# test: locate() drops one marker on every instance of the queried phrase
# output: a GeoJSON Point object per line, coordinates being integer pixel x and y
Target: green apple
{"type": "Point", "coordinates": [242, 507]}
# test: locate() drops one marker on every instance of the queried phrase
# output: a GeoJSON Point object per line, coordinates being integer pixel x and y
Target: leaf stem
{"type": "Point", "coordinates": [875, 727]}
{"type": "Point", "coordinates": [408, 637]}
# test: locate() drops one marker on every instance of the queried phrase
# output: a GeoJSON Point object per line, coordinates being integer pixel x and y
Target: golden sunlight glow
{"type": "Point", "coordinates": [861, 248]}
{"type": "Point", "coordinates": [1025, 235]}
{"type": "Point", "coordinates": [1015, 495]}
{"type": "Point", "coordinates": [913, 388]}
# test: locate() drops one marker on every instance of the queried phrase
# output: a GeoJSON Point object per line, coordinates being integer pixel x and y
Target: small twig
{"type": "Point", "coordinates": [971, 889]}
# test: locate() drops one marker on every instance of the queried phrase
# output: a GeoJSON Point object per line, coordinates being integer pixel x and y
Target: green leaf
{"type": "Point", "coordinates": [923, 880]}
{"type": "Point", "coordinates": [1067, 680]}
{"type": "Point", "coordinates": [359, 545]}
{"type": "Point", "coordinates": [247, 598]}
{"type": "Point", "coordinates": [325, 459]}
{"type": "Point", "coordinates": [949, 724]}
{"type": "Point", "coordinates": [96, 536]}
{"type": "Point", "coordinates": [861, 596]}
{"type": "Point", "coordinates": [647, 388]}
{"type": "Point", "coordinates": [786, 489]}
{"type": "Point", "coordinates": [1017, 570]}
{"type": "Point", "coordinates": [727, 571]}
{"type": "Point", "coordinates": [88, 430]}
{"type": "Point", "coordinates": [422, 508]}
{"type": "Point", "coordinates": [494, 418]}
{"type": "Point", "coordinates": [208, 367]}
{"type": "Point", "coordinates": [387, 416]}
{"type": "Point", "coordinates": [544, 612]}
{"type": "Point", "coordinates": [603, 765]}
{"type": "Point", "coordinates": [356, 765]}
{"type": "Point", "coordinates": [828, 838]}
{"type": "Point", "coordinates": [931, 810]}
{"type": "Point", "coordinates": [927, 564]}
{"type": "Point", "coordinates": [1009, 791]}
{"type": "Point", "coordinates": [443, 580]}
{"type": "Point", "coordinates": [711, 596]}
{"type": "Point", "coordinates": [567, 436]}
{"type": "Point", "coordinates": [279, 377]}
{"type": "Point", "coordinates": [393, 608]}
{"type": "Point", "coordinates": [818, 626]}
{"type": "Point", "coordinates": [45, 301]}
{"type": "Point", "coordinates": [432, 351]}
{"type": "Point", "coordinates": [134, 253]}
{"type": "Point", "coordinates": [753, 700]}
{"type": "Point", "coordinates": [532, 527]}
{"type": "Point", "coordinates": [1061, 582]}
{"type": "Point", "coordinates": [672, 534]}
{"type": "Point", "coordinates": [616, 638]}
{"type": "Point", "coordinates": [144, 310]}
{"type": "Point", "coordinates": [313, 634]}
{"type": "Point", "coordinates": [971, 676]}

* **Task to carry out**
Above are the records; set each one down word for word.

* **Answer space**
# test: locate() drops one marker on every instance of the queried phrase
# output: a GeoJSON Point object per line, coordinates being integer pixel x and y
Target: green apple
{"type": "Point", "coordinates": [242, 507]}
# test: locate() drops one marker on every instance of the queried phrase
# output: a GeoJSON Point object per line, coordinates being integer pixel x and y
Target: leaf stem
{"type": "Point", "coordinates": [875, 727]}
{"type": "Point", "coordinates": [408, 637]}
# test: locate() drops one marker on every instance of the queried phrase
# output: a GeoJSON Point object per line, coordinates being integer pixel x and y
Target: golden sunlight glow
{"type": "Point", "coordinates": [861, 248]}
{"type": "Point", "coordinates": [1025, 235]}
{"type": "Point", "coordinates": [1015, 495]}
{"type": "Point", "coordinates": [913, 388]}
# test: locate() drops one marker on every instance of the queried phrase
# output: a GeoJSON Point object per line, coordinates being integer pixel x and y
Target: small twig
{"type": "Point", "coordinates": [971, 889]}
# test: locate() drops one marker on every instance of the queried phrase
# output: a GeoJSON Point object per line, coordinates being integer pixel x and y
Target: green leaf
{"type": "Point", "coordinates": [923, 880]}
{"type": "Point", "coordinates": [1067, 680]}
{"type": "Point", "coordinates": [359, 545]}
{"type": "Point", "coordinates": [247, 598]}
{"type": "Point", "coordinates": [325, 459]}
{"type": "Point", "coordinates": [949, 724]}
{"type": "Point", "coordinates": [96, 536]}
{"type": "Point", "coordinates": [861, 596]}
{"type": "Point", "coordinates": [647, 388]}
{"type": "Point", "coordinates": [786, 489]}
{"type": "Point", "coordinates": [1017, 570]}
{"type": "Point", "coordinates": [727, 571]}
{"type": "Point", "coordinates": [88, 430]}
{"type": "Point", "coordinates": [422, 508]}
{"type": "Point", "coordinates": [494, 418]}
{"type": "Point", "coordinates": [208, 367]}
{"type": "Point", "coordinates": [387, 416]}
{"type": "Point", "coordinates": [544, 612]}
{"type": "Point", "coordinates": [603, 765]}
{"type": "Point", "coordinates": [356, 765]}
{"type": "Point", "coordinates": [828, 838]}
{"type": "Point", "coordinates": [931, 810]}
{"type": "Point", "coordinates": [927, 564]}
{"type": "Point", "coordinates": [1009, 791]}
{"type": "Point", "coordinates": [443, 580]}
{"type": "Point", "coordinates": [711, 596]}
{"type": "Point", "coordinates": [567, 436]}
{"type": "Point", "coordinates": [279, 377]}
{"type": "Point", "coordinates": [393, 608]}
{"type": "Point", "coordinates": [818, 626]}
{"type": "Point", "coordinates": [45, 301]}
{"type": "Point", "coordinates": [432, 351]}
{"type": "Point", "coordinates": [134, 253]}
{"type": "Point", "coordinates": [753, 700]}
{"type": "Point", "coordinates": [532, 527]}
{"type": "Point", "coordinates": [1061, 582]}
{"type": "Point", "coordinates": [672, 534]}
{"type": "Point", "coordinates": [616, 638]}
{"type": "Point", "coordinates": [144, 310]}
{"type": "Point", "coordinates": [313, 634]}
{"type": "Point", "coordinates": [971, 676]}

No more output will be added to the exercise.